━━ Textauszug ━━

Aktuell gibt es in Österreich in vielen Orten rassistische Mobilisierungen. Viele Augen richten sich auf Wien. Doch viel größer sind in Relation zur Bevölkerung die Mobilisierungen in kleinen Orten – die oft nur regional bekannt werden. Was ist da los?

Fast jede Woche marschieren aktuell extreme Rechte über die Ringstraße in Wien. Vorangetragen werden Banner mit Parolen wie „Grenzen dicht“. Es ist sind die Aufmärsche der vormaligen Corona-Szene. Angeführt und organisiert wurden diese Aufmärsche zwar schon seit Pandemie-Beginn von der innerparlamentarischen (FPÖ) und außerparlamentarischen extremen Rechten. Doch inzwischen geht es nicht einmal mehr scheinbar um COVID-19: Nun sind daraus offen rassistische und faschistische Aufmärsche geworden.

An den Aufmärschen in Wien beteiligen sich weiterhin bis zu 1000 Personen. Doch in Relation zur Bevölkerung sind die Mobilisierungen in kleinen Orten meist viel relevanter. So gab es etwa allein in den letzten Wochen Aufmärsche gegen geflüchtete Menschen unter anderem in St. Georgen im oberösterreichischen Attergau sowie in Kindberg und Leoben in der Steiermark. Organisiert werden diese lokalen Aufmärsche meist von lokalen Politiker:innen. Doch auch die extrem rechte (vormalige) Corona-Szene spielt weiterhin mit.

Der Corona-kranke Corona-Marschierer

Nehmen wir Amstetten, eine Stadt mit rund 23.000 Einwohner:innen in Niederösterreich. Dort soll Mitte Dezember gegen den „Bevölkerungsaustausch“ marschiert werden. Es ist eine Parole, die eindeutig aus dem faschistischen Spektrum stammt. Aufgerufen für den Aufmarsch wird vom regionalen Corona-Aufmarsch-Organisator – der übrigens im Dezember 2021 selbst so schwer an Corona erkrankt war, dass er ins Spital von Melk eingeliefert werden musste.

━━━
━━ Extrahierte Einträge ━━

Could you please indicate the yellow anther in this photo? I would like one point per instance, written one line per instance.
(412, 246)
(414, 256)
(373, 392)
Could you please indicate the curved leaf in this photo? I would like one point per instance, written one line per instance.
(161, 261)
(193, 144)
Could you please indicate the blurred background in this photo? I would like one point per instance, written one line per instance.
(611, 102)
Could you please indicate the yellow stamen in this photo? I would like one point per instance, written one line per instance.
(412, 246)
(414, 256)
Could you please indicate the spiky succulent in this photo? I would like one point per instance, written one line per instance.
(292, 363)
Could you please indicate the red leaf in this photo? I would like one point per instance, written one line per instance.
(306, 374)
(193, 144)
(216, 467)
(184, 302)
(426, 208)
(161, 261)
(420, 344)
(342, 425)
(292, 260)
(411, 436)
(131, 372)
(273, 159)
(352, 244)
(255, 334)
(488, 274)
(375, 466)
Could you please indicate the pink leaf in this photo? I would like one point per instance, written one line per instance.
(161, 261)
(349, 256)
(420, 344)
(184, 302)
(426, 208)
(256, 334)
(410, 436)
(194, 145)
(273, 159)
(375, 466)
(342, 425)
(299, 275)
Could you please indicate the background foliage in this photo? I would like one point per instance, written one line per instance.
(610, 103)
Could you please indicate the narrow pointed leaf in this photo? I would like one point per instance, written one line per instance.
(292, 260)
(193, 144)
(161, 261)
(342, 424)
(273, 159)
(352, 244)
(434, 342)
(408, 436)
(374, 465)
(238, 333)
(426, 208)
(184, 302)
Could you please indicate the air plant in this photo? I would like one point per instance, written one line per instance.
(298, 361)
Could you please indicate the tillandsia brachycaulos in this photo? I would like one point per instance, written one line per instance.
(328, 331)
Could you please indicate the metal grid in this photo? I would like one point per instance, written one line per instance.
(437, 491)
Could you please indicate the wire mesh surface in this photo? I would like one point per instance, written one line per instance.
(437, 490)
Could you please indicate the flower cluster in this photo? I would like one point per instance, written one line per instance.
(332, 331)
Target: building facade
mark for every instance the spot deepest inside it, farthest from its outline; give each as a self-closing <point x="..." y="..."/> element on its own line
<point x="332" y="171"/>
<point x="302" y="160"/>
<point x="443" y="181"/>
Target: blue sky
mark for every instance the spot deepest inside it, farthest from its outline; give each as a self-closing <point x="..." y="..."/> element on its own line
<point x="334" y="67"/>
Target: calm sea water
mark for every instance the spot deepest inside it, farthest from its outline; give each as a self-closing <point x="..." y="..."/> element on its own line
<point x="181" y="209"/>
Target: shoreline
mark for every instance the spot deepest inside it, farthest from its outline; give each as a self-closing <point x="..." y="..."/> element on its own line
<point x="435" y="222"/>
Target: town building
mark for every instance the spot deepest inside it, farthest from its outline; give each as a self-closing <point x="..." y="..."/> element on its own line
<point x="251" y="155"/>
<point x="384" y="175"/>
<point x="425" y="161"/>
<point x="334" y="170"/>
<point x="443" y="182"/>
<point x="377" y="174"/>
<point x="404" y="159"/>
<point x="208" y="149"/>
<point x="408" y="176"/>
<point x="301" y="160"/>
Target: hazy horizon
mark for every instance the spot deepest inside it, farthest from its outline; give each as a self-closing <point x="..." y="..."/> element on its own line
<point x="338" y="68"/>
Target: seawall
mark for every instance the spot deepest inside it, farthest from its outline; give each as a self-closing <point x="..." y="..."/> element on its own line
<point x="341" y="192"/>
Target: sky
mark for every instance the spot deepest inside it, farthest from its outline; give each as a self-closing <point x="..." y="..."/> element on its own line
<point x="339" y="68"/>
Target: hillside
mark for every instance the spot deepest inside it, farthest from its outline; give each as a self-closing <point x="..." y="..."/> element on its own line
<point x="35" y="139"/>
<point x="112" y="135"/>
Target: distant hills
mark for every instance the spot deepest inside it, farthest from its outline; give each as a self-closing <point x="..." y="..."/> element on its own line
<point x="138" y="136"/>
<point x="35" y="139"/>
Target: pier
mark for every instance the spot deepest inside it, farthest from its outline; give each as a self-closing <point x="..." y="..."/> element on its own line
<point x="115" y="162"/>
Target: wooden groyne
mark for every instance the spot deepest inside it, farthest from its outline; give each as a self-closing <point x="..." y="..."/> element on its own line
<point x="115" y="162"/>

━━━

Aufgabenstellung: Wie viele Einwohner:innen hat Amstetten laut dem Textauszug?

Musterlösung: Rund 23.000 Einwohner:innen.